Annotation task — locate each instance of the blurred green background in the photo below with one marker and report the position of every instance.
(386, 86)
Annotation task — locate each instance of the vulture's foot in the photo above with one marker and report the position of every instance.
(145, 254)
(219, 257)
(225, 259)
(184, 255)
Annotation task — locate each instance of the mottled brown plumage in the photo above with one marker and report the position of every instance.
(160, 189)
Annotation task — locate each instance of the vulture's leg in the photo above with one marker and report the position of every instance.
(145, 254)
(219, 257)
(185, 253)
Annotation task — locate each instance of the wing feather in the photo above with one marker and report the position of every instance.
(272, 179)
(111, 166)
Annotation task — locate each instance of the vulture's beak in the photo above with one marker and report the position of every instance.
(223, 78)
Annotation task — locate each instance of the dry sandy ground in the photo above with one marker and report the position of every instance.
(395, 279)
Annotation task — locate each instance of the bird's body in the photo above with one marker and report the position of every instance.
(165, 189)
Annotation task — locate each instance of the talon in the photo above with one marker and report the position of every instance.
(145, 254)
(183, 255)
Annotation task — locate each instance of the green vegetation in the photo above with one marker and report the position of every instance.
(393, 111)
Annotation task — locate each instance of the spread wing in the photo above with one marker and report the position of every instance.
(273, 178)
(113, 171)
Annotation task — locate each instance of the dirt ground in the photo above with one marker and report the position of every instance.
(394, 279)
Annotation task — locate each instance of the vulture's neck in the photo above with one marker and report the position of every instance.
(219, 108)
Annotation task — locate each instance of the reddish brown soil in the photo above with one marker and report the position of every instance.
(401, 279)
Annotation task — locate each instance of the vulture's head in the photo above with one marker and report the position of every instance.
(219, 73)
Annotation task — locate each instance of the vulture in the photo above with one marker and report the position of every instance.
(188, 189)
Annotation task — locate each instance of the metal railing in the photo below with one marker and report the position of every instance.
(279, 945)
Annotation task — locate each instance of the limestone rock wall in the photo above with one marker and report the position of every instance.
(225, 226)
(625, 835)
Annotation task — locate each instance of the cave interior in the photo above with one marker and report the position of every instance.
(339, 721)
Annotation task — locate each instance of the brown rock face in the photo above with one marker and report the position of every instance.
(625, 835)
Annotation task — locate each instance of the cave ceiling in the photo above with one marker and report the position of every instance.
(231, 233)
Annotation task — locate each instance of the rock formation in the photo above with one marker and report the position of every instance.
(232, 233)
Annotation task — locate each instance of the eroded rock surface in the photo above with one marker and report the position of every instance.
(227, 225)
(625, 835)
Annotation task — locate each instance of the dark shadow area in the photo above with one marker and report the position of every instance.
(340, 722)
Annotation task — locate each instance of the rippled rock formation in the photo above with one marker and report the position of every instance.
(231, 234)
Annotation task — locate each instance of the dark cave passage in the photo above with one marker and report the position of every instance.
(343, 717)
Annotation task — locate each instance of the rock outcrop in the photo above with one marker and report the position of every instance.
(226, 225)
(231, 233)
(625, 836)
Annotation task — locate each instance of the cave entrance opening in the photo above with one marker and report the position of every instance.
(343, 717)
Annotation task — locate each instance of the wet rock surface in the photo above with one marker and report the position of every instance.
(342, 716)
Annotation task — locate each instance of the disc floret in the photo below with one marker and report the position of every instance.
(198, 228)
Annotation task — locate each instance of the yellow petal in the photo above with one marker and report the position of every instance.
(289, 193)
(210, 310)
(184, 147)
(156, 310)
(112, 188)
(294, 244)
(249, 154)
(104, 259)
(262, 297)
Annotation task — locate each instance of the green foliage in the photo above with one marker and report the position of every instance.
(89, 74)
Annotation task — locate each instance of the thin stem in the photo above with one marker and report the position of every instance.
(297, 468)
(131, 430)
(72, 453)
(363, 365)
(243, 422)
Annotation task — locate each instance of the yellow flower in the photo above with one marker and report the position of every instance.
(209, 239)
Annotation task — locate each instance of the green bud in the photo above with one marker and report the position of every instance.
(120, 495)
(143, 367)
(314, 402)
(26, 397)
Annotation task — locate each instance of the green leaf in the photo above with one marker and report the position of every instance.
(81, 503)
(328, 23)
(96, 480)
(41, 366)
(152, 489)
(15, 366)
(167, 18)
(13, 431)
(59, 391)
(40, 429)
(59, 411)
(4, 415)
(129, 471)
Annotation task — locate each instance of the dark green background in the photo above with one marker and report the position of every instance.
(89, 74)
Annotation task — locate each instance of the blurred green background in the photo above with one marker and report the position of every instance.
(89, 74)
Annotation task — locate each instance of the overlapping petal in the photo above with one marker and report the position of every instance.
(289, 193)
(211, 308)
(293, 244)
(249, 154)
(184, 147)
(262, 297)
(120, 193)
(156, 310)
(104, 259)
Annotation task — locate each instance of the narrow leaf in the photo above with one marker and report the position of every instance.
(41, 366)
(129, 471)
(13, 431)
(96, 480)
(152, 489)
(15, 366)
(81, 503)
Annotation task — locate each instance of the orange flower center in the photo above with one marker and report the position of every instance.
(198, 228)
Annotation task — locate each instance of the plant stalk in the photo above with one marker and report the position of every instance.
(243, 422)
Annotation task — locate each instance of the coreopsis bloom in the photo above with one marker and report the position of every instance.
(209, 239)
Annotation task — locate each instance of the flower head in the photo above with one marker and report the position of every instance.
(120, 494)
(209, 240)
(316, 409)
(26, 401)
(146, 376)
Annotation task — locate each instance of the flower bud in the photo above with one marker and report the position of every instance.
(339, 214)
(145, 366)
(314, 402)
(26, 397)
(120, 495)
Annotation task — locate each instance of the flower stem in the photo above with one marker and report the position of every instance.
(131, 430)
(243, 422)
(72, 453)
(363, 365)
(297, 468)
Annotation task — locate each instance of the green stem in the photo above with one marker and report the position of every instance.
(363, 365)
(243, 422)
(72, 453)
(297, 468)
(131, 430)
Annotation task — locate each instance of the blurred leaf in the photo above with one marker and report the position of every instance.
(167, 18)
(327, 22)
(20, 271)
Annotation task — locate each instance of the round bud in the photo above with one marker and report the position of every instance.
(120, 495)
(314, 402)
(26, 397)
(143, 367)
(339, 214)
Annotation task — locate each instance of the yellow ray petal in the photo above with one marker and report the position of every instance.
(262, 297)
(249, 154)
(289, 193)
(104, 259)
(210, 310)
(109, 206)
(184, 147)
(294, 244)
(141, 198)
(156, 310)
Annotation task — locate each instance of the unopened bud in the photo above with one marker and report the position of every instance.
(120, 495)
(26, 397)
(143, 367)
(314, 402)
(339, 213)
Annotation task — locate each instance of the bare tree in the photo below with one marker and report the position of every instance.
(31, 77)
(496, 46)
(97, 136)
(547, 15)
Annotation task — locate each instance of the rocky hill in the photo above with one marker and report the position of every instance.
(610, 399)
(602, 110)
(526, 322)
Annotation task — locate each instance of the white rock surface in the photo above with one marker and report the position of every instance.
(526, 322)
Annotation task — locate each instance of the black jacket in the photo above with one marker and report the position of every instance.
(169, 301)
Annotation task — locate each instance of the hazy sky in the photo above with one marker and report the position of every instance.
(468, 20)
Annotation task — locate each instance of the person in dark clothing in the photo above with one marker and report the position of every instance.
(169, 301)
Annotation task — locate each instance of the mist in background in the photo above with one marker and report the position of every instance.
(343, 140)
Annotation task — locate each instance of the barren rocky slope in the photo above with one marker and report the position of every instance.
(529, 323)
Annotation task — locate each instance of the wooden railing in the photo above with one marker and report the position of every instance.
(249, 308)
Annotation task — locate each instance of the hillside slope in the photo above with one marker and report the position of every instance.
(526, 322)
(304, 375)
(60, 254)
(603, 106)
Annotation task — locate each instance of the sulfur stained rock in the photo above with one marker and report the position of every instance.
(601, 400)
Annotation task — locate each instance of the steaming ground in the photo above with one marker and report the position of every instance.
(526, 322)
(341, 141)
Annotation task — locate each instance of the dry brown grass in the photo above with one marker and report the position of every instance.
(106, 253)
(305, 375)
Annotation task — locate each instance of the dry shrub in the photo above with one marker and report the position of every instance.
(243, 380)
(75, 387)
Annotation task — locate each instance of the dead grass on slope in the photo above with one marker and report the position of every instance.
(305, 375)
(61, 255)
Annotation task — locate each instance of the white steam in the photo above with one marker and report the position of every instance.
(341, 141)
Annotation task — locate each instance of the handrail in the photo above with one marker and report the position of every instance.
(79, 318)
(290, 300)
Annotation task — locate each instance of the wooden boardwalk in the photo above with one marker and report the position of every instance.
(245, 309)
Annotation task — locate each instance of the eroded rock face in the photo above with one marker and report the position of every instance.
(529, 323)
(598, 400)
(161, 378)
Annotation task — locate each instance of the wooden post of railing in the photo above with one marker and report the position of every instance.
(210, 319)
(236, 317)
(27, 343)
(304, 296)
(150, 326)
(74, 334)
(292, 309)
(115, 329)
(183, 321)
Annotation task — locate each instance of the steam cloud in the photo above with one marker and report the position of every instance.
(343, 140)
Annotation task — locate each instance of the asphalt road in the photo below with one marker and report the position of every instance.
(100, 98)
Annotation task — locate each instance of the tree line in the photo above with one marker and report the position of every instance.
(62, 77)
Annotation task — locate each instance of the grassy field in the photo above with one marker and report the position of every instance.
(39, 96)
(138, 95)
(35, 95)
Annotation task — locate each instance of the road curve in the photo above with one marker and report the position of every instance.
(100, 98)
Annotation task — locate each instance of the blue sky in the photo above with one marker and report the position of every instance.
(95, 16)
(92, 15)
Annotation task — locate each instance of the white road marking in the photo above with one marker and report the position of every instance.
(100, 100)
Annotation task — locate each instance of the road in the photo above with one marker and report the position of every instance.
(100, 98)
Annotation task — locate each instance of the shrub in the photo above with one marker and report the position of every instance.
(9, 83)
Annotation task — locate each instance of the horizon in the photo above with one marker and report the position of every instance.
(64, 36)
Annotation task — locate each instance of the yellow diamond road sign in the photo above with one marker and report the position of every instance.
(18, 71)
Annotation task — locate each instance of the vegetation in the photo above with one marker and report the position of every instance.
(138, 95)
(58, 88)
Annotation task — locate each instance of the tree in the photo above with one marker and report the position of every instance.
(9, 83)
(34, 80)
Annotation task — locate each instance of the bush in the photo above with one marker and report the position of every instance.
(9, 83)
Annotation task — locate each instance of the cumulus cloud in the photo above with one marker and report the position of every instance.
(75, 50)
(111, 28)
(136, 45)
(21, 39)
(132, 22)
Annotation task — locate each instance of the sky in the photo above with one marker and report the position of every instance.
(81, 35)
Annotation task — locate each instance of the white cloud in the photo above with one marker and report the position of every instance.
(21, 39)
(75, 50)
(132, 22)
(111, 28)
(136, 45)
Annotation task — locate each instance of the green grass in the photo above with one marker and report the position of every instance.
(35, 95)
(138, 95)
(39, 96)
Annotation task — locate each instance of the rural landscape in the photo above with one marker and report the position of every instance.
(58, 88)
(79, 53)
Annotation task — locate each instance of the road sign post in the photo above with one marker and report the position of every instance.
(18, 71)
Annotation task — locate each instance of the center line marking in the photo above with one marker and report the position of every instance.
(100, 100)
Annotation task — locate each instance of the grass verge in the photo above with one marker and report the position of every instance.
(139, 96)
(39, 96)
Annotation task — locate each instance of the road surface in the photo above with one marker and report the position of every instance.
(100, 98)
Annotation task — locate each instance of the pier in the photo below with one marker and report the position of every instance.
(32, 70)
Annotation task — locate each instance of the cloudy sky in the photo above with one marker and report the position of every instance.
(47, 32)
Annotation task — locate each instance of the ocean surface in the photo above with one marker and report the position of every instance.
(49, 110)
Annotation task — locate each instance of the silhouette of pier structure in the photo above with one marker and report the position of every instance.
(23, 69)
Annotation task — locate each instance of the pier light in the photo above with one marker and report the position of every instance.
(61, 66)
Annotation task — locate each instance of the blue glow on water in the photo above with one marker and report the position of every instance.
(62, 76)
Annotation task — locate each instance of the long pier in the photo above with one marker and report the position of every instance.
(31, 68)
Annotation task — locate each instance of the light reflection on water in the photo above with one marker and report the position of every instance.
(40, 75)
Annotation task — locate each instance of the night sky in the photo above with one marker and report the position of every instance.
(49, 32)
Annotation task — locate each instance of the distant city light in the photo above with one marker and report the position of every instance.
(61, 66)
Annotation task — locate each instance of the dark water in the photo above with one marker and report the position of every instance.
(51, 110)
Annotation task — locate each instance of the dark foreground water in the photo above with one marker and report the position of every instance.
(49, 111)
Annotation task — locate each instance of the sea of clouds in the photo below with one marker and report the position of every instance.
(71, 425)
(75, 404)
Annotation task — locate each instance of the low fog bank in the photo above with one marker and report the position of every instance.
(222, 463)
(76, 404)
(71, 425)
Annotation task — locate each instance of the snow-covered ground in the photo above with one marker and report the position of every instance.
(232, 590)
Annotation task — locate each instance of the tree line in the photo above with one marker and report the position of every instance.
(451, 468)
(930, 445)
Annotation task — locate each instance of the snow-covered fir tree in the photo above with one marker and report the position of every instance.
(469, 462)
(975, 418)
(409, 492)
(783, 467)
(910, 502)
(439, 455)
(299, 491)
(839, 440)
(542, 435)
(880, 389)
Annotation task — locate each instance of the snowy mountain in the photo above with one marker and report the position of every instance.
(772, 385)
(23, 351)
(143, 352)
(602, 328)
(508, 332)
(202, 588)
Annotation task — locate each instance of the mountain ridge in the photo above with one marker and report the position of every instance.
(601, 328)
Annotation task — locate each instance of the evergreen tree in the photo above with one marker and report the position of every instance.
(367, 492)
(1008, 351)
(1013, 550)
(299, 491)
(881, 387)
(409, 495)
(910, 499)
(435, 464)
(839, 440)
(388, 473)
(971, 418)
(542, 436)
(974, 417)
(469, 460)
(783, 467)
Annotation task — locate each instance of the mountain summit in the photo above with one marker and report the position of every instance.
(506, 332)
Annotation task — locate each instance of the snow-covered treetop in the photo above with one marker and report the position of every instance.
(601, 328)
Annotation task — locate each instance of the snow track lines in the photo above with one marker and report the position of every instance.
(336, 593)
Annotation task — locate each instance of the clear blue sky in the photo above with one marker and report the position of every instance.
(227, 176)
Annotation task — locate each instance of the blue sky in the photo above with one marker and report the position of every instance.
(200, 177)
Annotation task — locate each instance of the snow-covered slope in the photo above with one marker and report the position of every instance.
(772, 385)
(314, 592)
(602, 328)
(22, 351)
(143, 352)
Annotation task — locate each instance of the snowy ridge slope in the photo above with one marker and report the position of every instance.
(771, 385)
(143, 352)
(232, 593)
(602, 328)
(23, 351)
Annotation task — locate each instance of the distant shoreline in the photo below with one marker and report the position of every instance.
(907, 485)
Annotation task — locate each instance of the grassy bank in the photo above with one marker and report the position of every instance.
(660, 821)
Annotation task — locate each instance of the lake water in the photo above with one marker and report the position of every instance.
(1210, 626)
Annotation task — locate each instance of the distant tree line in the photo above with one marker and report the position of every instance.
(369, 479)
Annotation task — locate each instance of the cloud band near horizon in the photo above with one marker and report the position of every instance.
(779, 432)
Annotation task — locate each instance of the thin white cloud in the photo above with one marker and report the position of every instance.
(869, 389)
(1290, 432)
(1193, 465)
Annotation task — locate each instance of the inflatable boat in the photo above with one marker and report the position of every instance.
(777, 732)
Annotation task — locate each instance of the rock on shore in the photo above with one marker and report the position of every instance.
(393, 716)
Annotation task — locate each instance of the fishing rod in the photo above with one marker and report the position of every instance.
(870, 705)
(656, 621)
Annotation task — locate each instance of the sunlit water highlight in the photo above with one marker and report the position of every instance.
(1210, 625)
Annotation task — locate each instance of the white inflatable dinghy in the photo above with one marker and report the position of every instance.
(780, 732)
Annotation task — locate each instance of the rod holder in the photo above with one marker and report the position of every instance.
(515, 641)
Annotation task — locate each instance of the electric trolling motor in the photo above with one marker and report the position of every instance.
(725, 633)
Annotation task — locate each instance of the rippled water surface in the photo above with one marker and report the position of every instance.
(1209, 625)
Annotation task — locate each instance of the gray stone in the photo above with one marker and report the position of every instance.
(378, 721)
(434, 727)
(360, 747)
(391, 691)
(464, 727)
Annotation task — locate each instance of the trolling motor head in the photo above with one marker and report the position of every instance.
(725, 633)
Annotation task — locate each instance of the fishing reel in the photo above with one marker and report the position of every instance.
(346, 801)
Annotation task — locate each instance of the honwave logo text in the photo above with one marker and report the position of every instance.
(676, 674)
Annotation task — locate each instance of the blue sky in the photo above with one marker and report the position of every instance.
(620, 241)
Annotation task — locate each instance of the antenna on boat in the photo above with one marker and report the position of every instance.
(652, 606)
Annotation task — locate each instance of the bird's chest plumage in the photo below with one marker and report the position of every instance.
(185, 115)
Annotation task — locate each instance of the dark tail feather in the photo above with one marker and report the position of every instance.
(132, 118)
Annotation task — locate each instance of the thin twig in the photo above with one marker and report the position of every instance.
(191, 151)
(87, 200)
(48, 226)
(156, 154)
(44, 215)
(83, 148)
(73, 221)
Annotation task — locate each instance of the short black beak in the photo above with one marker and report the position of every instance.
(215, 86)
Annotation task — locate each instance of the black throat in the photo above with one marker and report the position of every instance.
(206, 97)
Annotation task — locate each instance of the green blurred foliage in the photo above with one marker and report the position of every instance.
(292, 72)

* * * * * * *

■ TASK DIRECTIONS: Starting from the line containing "Annotation task — locate each instance of the dark tail" and ending with the final line of the data, reproduce each line exactly as it appears, including no other lines.

■ SOLUTION BELOW:
Annotation task — locate each instance of the dark tail feather in the photo above with one marker and report the position of every instance.
(132, 118)
Annotation task — locate each instance of the thin twig in the photo above with one marker and report the position of every instance.
(191, 151)
(87, 200)
(48, 226)
(156, 154)
(44, 215)
(83, 148)
(73, 221)
Annotation task — locate each instance of the short black beak in the photo above with one marker and report the position of every instance.
(215, 86)
Annotation task — locate each instance of the black throat in the photo above with one marker and report the position of every instance.
(206, 97)
Annotation task — locate each instance of the green blurred foliage in the photo above with one marker and report the position of every instance.
(292, 72)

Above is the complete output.